═══ Document excerpt
The meaning of life - in 15 minutes

News: Baroness Neuberger
Baroness Neuberger

Staff fortunate enough to hear Baroness Neuberger talk at Oxleas’ Getting Older – Living Well conference probably expected a polished talk. What they may not have bargained for was an inspirational account of the meaning and purpose of our lives - all delivered in 15 minutes.

Baroness Neuberger has had a distinguished career in public life. She is a noted social commentator and is currently Chief Rabbi of West London Synagogue and a crossbench peer in the House of Lords. She was invited to speak at the conference by Helen Jones, Inpatient and Acute Service Manager, Older People Mental Health, who had heard her speak movingly on the radio about the importance of caring for older people.

Staff from mental health, learning disability and community health services got together at the conference on 28 March at the Boathouse, Danson Park, to consider how integrating these services could provide better care for older people. During the morning speakers explored themes including the relationship between physical and mental health, social isolation, how staff can work together and caring for people at the end of life. In the afternoon, roundtable discussions debated whether integrated care for older people can make a difference and universally decided that improving and maintaining communications between different services was essential.

But the highlight of the day was Baroness Neuberger’s thoughts on the meaning and purpose of life for older people. Not mincing her words, she began by saying that the way our society often treats older people is disgraceful: “Feeling loved and cherished and wanted is a huge part of what makes life worth living. Even when things are not going well, if we feel secure of our place in society we are ok. The problem for older people is that they are often abandoned by society.”
══════
Can you carry on the news article about Baroness Neuberger's conference talk, starting right after the quotation that closes it?
═══ Data to examine
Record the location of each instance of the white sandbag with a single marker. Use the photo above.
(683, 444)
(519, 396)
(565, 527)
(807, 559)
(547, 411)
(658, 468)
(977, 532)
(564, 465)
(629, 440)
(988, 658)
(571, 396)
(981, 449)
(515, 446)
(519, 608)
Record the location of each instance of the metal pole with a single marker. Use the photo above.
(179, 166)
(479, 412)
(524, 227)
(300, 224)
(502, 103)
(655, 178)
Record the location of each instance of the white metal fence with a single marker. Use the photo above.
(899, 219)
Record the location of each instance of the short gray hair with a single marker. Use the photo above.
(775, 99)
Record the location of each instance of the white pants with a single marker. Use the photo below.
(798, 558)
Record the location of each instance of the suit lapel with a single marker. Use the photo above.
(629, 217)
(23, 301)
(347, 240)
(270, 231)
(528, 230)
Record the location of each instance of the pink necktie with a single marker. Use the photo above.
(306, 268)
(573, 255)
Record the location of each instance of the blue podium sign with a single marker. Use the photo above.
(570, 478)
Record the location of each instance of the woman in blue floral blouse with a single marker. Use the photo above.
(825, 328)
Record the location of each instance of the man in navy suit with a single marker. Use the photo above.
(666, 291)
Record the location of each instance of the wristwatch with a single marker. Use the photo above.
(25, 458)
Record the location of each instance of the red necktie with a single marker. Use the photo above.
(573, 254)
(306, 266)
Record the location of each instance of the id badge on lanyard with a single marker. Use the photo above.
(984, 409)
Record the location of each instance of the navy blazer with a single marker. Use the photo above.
══════
■ Answer space
She went on to say that more attention needs to be given by society and health professionals to what older people actually want, as opposed to what we may think they need: “Most older people look forward to a good meal and we shouldn’t tell them what they should eat. In all the theoretical literature on older people, there is nothing about the enjoyment of diet, financial security, physical appearance like clothing and hair, sense of humour, sense of purpose or spirituality. So professionals miss what matters to older people.”

The baroness concluded by summing up what she thought health professionals need to take account of: “We all need a sense of purpose and to feel needed. We need this all of our lives, including when our physical or mental capacity isn’t great. Dementia patients, for example, have been shown to benefit from tasks such as making their own beds. Friendship is also important to us throughout our lives. People with dementia still react when you touch, sing, or talk to them. Our need for human contact lasts to the end of life, even with dementia. Finally, we need to recognise the suffering and loss that older people experience. People are often afraid to talk to them about what they imagine may be painful memories, but this is wrong. Older people want to remember and talk about the past. It’s the memory of people they have loved and lost that consoles and sustains them every day.”